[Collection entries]
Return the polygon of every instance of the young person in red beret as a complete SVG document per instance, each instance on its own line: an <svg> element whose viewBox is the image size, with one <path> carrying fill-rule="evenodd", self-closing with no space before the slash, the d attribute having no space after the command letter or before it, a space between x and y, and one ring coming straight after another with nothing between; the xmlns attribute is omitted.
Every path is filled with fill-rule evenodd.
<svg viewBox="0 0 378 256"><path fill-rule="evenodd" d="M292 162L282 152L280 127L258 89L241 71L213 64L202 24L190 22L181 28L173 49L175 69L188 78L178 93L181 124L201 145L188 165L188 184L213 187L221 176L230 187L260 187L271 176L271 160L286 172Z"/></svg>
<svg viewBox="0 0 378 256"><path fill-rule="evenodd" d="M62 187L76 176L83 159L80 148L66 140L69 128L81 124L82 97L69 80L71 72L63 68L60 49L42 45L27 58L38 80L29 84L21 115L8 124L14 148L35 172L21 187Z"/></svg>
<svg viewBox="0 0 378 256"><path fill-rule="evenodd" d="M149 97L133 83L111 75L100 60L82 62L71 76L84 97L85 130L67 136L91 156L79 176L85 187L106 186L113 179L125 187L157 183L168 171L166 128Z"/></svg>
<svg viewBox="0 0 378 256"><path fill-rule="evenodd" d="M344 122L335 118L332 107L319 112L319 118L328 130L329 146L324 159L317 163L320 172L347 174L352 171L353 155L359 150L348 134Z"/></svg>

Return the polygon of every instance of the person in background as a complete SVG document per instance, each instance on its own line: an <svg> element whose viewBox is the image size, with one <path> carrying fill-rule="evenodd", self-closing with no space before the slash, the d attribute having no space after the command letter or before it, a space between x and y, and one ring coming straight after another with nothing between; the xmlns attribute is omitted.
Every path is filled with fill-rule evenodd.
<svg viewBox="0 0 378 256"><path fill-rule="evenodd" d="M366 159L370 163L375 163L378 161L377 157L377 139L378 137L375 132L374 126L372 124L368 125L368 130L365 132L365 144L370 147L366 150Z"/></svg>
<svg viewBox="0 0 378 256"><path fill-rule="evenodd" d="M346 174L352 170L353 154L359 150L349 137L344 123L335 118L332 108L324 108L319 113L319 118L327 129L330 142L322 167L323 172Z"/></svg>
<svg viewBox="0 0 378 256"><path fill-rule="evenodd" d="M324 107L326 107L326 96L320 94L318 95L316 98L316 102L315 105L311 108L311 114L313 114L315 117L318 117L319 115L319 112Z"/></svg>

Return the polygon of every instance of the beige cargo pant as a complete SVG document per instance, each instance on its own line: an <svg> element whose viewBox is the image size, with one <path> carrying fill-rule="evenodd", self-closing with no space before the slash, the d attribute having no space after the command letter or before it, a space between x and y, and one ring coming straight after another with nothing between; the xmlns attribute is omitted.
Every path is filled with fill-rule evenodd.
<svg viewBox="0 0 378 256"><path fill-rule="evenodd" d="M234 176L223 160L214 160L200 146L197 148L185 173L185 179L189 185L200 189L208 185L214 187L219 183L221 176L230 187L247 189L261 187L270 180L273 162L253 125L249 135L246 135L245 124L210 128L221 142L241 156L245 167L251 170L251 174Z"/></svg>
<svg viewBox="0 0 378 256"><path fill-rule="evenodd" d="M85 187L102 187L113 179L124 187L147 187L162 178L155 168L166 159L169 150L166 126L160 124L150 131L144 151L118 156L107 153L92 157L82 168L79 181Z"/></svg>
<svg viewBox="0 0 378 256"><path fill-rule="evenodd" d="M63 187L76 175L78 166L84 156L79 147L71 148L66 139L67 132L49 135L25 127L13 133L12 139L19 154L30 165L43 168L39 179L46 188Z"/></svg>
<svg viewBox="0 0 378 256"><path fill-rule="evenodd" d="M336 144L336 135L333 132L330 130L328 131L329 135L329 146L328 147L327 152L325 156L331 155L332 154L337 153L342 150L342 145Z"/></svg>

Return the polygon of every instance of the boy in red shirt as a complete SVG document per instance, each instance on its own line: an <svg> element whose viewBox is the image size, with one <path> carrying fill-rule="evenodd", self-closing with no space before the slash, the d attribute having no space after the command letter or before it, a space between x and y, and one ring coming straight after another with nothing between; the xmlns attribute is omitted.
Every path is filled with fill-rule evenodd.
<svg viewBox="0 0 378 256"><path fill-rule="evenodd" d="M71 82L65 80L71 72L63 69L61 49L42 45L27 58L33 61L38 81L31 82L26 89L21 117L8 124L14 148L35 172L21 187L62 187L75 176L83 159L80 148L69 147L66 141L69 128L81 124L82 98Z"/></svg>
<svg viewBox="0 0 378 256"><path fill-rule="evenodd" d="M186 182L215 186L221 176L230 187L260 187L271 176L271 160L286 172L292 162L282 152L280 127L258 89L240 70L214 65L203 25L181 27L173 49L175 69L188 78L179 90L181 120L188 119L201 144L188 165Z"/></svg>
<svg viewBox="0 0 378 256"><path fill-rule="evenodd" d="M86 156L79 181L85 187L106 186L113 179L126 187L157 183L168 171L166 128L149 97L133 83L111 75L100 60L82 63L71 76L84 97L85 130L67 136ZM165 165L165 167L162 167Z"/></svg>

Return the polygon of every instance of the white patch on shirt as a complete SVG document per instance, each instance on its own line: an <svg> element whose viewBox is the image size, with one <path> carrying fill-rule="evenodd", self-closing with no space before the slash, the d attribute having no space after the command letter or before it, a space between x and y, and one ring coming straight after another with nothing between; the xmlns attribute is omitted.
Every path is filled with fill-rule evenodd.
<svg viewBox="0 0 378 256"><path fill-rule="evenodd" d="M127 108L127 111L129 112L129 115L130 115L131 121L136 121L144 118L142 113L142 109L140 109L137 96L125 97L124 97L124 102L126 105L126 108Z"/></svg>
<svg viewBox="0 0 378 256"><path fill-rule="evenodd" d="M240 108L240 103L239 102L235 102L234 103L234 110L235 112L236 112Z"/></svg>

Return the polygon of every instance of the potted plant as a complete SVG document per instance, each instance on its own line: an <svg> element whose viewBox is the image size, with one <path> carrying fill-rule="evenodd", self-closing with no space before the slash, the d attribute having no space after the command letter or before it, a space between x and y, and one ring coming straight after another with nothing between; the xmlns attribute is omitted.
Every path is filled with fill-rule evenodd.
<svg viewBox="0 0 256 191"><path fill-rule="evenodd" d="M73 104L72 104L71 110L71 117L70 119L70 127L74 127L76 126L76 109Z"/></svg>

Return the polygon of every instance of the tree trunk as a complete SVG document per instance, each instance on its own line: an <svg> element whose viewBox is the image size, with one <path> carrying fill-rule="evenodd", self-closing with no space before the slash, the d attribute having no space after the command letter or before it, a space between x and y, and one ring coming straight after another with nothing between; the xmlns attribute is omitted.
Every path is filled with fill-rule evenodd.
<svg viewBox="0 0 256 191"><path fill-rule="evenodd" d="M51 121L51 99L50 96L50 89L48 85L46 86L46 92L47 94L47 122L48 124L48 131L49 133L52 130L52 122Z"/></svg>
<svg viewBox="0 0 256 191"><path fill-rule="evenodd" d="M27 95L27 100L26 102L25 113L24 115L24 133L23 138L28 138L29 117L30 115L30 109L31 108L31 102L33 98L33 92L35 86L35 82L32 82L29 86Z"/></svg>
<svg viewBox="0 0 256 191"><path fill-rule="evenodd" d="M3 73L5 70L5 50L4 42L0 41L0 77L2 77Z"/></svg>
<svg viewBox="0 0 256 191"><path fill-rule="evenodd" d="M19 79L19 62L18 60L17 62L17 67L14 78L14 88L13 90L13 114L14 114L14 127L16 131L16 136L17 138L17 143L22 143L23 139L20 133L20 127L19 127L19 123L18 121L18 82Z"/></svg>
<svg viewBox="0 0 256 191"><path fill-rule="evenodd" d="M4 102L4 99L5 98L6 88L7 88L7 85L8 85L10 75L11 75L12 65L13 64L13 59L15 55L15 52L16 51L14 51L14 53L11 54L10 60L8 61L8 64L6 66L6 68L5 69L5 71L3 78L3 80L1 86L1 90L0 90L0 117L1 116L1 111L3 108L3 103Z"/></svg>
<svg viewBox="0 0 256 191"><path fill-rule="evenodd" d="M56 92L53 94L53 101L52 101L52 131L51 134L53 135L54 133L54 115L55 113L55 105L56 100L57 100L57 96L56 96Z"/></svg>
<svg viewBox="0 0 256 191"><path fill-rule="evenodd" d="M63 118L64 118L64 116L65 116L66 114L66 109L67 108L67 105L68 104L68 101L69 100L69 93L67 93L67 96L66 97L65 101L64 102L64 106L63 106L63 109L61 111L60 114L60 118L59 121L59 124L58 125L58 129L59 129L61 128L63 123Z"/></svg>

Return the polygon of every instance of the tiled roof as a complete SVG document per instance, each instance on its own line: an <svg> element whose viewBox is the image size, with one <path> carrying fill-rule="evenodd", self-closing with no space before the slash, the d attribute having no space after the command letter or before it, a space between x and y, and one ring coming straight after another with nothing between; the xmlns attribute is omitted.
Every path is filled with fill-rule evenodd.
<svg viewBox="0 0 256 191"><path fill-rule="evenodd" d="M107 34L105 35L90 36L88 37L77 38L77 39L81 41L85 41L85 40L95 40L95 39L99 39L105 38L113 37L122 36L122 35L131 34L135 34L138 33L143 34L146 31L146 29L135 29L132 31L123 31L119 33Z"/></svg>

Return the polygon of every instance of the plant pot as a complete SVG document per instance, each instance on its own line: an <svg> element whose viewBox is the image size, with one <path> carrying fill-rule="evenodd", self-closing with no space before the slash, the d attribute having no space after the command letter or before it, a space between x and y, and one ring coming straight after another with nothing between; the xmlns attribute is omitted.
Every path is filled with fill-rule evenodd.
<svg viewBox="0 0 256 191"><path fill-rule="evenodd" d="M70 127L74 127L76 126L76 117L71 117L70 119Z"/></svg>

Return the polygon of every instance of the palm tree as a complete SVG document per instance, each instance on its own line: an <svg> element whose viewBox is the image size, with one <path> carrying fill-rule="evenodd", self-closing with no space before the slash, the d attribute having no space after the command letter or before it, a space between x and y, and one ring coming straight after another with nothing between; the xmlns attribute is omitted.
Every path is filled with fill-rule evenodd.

**DIRECTION:**
Count the lines in the listing that contain the word "person", and give only that number.

**FULL OUTPUT:**
2